BEGIN
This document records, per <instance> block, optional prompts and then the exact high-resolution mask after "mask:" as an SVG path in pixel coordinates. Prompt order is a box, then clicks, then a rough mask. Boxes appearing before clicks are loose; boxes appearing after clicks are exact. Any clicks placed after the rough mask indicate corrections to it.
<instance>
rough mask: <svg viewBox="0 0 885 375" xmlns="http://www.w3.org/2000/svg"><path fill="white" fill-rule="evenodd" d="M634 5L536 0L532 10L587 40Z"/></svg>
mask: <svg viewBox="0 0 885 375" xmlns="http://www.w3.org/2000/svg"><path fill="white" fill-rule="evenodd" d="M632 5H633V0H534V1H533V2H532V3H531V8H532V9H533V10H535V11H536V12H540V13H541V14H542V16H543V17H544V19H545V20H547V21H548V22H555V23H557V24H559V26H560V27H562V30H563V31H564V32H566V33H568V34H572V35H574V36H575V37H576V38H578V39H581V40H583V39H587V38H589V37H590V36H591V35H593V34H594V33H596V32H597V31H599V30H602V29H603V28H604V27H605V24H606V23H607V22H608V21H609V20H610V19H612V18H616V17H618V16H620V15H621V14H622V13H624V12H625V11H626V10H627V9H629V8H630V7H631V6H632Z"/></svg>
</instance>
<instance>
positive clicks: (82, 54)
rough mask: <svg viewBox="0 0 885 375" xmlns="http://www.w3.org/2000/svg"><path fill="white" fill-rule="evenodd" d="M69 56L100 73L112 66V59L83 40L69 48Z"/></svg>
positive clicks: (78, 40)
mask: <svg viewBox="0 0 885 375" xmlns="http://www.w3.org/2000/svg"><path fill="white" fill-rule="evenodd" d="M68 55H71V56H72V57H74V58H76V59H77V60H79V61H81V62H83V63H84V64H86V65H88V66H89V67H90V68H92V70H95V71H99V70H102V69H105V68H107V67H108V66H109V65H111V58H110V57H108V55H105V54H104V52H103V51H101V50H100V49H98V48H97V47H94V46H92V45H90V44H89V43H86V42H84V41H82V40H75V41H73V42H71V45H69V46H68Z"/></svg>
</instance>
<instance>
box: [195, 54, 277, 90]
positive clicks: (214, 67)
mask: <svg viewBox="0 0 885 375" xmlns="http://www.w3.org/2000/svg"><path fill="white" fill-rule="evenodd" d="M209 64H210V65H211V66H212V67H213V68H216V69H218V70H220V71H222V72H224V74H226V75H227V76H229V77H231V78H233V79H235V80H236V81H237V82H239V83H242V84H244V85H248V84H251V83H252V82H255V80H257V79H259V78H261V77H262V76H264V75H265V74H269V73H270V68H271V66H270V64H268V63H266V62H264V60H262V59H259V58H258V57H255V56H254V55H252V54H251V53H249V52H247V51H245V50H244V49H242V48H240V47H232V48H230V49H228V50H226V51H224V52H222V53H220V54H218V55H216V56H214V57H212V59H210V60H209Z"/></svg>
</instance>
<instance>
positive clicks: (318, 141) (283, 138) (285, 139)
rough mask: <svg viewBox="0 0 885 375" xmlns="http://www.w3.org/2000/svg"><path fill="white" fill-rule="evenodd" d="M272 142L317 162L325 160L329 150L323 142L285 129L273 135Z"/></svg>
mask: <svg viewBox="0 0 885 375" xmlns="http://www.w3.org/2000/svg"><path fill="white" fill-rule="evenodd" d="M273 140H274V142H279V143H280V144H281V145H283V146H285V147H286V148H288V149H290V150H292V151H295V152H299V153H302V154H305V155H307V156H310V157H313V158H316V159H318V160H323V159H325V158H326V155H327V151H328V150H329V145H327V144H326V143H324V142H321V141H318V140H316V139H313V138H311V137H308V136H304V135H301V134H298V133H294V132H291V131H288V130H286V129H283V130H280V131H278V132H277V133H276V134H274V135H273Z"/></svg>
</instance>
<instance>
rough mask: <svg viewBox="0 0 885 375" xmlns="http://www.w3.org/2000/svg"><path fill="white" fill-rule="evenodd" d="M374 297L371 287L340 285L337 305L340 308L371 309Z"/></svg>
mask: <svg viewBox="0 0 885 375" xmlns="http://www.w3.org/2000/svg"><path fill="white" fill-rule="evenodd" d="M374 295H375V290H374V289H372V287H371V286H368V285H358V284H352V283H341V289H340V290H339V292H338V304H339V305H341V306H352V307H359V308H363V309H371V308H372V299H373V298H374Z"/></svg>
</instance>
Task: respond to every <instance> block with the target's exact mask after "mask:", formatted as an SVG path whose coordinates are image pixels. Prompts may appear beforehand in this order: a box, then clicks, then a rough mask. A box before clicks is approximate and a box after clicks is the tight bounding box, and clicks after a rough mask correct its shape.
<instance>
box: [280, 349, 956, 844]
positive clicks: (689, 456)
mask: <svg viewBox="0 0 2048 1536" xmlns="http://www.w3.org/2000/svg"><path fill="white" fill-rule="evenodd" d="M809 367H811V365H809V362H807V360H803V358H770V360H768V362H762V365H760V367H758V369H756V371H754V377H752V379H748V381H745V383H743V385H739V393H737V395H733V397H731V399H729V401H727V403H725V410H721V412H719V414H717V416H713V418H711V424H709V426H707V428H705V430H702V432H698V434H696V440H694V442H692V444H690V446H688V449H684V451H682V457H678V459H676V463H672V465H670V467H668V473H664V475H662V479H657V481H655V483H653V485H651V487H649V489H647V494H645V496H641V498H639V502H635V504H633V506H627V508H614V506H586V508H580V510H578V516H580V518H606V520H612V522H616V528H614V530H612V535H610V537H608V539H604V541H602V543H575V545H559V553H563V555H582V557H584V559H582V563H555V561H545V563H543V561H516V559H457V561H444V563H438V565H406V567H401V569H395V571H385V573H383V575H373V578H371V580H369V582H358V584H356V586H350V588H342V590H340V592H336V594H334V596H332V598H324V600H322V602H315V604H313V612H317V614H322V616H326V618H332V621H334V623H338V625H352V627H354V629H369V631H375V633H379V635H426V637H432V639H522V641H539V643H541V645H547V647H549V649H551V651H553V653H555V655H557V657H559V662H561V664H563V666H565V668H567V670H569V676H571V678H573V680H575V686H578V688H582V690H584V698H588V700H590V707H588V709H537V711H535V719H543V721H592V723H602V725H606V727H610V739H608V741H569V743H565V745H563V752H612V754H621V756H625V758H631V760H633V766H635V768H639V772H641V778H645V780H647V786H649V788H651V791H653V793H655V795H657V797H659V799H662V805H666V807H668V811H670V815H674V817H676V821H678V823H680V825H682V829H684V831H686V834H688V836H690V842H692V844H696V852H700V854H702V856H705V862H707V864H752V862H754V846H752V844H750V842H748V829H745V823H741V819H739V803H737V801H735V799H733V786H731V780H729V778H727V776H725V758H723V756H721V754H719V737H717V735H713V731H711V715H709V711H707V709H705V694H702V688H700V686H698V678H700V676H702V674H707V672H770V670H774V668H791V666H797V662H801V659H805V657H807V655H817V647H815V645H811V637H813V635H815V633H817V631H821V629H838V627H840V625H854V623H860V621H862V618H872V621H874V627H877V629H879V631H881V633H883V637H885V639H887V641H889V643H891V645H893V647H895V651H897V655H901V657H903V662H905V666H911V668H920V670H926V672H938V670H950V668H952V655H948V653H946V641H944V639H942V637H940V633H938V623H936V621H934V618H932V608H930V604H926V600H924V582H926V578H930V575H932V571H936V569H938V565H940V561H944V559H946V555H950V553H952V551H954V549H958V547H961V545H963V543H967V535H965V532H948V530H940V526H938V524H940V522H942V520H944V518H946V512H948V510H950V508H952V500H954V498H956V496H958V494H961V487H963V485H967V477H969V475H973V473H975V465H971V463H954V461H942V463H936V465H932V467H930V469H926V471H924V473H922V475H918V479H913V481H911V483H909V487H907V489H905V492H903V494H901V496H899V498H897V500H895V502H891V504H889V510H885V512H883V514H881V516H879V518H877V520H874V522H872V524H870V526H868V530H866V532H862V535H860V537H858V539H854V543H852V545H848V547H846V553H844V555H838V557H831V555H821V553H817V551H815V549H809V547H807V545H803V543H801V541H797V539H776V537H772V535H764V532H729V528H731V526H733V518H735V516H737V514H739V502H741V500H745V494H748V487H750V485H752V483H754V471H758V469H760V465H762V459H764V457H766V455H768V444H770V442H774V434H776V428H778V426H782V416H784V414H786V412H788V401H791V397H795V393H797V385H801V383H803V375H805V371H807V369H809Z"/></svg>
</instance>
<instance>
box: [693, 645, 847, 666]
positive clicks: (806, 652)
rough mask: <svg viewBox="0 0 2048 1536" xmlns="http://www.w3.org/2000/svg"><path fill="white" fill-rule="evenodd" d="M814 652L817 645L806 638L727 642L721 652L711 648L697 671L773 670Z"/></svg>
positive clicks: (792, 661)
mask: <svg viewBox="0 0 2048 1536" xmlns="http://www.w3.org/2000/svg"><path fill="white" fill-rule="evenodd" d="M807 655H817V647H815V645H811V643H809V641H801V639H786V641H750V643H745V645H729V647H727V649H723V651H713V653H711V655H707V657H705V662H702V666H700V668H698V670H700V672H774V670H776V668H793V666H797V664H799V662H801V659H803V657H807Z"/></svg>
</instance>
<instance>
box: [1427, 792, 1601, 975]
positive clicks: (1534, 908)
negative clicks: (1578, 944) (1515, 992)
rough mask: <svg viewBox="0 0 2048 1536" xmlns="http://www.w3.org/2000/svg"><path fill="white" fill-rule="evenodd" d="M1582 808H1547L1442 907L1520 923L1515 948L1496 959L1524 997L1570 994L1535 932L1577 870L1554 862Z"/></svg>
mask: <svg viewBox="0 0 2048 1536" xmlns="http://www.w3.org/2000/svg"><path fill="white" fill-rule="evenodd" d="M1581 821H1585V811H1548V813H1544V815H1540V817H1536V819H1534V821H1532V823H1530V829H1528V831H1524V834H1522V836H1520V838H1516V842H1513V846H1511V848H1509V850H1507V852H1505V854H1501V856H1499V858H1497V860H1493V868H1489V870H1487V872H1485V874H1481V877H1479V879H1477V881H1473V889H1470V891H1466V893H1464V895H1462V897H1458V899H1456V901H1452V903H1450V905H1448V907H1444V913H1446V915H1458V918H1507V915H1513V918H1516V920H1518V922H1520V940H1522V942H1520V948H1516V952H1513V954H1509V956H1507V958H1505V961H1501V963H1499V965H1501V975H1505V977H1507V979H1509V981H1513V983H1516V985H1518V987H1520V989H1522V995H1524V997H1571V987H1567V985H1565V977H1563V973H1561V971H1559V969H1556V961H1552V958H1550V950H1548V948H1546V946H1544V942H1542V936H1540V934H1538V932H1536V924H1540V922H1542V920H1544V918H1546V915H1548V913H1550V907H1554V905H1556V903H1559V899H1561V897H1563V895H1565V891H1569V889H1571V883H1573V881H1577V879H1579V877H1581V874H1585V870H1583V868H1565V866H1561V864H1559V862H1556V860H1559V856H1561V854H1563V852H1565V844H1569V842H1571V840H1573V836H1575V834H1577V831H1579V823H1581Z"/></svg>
END
▸ **Exercise prompt**: Go through the data and show every line where "before" occurs.

▸ **Task solution**:
This document records, per <instance> block, optional prompts and then the exact high-resolution mask after "mask:" as an SVG path in pixel coordinates. Prompt order is a box, then clicks, then a rough mask. Boxes appearing before clicks are loose; boxes appearing after clicks are exact. Any clicks placed after the rough mask indicate corrections to it.
Task: respond to every <instance> block with the target's exact mask after "mask:", formatted as an SVG path whose coordinates are image pixels. Prompts may appear beforehand in this order: a box, then clicks, then a rough mask. A box before clicks is approximate and a box after clicks is the tight bounding box, and clicks after a rough mask correct its shape.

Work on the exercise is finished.